### TASK DESCRIPTION:
Please copy exactly the lines that begin with the one containing "white hoodie in" and end with the last line of the entries.

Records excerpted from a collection
★ ★ ★
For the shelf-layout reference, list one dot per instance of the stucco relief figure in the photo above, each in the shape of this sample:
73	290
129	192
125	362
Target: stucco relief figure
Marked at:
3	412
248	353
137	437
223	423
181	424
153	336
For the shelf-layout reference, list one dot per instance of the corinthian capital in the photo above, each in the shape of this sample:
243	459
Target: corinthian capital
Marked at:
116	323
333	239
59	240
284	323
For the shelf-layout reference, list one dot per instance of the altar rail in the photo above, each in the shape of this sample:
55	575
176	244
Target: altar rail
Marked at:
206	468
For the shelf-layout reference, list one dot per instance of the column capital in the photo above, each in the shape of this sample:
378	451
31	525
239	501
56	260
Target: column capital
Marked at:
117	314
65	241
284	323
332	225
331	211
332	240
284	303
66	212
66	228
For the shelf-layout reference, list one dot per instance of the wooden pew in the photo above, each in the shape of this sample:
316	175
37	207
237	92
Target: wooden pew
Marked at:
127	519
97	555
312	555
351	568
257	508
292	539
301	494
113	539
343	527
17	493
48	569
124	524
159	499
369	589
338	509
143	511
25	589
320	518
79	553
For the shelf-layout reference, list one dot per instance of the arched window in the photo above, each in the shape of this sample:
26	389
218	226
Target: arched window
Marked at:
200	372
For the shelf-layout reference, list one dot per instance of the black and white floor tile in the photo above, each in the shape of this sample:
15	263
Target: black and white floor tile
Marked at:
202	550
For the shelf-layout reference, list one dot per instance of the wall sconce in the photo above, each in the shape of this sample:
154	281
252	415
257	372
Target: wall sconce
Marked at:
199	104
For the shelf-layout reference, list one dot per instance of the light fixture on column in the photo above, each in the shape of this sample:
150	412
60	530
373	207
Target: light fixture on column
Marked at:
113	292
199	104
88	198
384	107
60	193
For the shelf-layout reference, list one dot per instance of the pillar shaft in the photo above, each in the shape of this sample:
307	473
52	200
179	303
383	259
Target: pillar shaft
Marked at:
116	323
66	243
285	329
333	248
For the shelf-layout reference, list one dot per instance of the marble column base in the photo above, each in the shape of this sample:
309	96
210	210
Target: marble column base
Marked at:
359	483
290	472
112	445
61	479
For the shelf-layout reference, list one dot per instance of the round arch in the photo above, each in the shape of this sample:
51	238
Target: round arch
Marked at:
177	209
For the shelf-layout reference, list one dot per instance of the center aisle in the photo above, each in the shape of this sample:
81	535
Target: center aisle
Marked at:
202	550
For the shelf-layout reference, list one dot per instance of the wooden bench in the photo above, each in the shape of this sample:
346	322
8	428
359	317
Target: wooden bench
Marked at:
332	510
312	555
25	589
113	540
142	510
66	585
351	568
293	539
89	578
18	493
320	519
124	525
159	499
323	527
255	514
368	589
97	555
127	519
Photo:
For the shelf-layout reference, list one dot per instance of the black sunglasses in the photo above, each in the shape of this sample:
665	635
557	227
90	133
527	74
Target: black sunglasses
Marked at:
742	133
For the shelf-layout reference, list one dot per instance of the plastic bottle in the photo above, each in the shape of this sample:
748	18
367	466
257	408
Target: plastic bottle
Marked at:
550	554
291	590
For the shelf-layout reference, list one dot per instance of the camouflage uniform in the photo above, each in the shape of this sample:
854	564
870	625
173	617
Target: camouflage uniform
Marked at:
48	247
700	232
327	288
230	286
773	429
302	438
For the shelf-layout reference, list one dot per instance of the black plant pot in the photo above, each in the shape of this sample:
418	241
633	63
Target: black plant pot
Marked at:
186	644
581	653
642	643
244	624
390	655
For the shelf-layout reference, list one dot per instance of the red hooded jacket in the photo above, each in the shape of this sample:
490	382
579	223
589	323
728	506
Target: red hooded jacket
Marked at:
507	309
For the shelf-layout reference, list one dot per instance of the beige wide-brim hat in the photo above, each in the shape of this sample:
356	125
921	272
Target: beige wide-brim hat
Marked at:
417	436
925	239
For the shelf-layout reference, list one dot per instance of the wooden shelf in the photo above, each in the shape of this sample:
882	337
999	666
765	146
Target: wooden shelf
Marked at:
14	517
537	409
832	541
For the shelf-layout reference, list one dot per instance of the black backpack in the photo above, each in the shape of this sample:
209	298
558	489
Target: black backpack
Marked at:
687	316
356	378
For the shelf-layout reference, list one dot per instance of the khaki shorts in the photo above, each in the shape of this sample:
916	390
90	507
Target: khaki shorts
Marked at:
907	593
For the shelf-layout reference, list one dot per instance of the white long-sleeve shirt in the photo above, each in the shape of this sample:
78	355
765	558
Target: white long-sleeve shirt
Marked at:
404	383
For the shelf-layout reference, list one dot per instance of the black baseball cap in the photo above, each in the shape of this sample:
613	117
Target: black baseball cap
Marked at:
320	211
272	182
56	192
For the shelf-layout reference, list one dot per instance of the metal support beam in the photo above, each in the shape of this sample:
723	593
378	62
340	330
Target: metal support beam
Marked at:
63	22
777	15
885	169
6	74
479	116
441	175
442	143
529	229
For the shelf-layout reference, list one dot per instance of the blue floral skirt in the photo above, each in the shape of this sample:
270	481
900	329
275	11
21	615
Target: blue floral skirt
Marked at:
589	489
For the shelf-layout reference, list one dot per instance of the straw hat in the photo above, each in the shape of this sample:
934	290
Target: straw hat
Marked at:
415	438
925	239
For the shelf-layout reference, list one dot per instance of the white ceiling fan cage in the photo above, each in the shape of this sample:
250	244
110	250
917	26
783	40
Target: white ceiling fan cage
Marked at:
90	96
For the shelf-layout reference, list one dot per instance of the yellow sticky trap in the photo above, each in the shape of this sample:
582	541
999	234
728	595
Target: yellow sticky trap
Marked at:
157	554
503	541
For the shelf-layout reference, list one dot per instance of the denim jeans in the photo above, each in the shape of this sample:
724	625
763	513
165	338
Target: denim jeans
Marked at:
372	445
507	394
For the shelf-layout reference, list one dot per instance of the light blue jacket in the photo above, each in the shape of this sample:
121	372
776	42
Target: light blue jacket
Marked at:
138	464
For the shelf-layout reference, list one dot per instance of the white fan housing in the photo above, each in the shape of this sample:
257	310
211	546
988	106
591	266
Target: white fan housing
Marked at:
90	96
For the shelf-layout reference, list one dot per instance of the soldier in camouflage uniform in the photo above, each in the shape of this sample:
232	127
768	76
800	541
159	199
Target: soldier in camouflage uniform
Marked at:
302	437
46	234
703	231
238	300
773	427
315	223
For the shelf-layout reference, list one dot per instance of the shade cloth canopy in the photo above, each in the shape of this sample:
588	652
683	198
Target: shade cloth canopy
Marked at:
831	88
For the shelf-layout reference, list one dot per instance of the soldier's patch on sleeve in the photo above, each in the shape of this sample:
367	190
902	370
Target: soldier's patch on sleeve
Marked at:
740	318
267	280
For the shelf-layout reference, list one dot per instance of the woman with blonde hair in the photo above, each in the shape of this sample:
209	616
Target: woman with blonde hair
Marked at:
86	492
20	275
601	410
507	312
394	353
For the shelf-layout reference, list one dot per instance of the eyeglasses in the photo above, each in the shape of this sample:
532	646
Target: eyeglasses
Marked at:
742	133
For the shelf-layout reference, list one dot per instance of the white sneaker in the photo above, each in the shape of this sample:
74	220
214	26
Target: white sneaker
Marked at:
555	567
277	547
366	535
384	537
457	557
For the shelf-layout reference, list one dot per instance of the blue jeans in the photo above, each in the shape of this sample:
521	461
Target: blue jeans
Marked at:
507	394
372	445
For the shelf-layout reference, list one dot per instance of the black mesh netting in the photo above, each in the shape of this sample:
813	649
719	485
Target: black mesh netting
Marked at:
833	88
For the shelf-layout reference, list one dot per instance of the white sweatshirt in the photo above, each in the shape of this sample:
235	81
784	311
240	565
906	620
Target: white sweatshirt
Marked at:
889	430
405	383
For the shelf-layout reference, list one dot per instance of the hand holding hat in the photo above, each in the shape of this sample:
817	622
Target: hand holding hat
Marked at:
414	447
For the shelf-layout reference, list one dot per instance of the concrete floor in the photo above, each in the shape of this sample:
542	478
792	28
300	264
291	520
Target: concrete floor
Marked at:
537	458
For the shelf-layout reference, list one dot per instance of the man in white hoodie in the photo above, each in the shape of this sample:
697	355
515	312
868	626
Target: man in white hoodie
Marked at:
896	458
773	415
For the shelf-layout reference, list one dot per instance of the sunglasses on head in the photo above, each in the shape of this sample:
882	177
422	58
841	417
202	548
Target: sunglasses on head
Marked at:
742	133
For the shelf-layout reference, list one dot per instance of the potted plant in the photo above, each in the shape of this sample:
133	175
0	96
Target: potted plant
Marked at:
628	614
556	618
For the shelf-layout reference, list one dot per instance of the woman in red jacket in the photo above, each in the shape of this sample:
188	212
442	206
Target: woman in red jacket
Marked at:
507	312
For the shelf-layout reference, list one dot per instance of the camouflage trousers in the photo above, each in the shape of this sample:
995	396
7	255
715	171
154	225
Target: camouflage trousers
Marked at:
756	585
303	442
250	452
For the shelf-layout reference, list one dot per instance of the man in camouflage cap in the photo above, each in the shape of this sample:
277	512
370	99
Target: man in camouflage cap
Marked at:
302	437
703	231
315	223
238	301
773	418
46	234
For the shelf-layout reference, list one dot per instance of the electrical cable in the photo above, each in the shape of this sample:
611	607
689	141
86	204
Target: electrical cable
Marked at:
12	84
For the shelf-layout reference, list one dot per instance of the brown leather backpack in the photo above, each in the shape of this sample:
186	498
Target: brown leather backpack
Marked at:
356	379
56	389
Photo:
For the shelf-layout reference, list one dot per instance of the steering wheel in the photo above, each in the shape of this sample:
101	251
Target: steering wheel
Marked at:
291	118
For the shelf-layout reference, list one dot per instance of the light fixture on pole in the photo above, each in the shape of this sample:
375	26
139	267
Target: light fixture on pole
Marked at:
★ ★ ★
### SOLUTION TO THE EXERCISE:
For the shelf-layout reference, list one dot per instance of the man in white hoodie in the photo above, each in the shape of this sample:
697	355
515	312
868	626
Target: man in white hoodie
Marked at:
896	458
773	415
For the shelf-layout reference, list one dot per instance of the sunglasses on head in the photo above, each in the shape of this sample:
882	177
422	58
841	417
202	548
Target: sunglasses on head
Marked at:
742	133
For the shelf-layout reference, list one dot per instance of the potted plant in the photo above, each in the shape of this sample:
133	175
0	96
Target: potted plant
Marked at:
628	614
556	618
For the shelf-layout reference, list one dot per instance of the woman in red jacket in the photo above, each in the shape of this sample:
188	212
442	206
Target: woman in red jacket
Marked at:
507	312
For the shelf-layout reference, list one dot per instance of the camouflage trousers in the photo above, each in the shape of this sample:
995	396
7	255
715	171
154	225
Target: camouflage trousers
Marked at:
756	585
303	442
250	452
For the shelf-layout reference, list one dot per instance of the man in camouflage cap in the photo above, each in the shape of this sample:
277	512
370	99
Target: man in camouflage cap
Marked at:
302	437
703	231
315	223
238	301
773	418
46	234
For the shelf-layout reference, list one dot per instance of the electrical cable in the photo above, each in the shape of this sample:
611	607
689	141
86	204
Target: electrical cable
Marked at:
12	84
For the shelf-layout reference, list one dot per instance of the brown leather backpack in the photo above, each in the shape of this sample:
186	498
Target: brown leather backpack
Marked at:
356	379
56	389
Photo:
For the shelf-layout reference, list one dot per instance of the steering wheel in the photo above, each in the shape of this sample:
101	251
Target: steering wheel
Marked at:
291	118
For the shelf-layout reference, list one dot per instance of the light fixture on pole in the photo above, each in the shape of this sample:
375	26
139	267
Target: light fixture on pole
Marked at:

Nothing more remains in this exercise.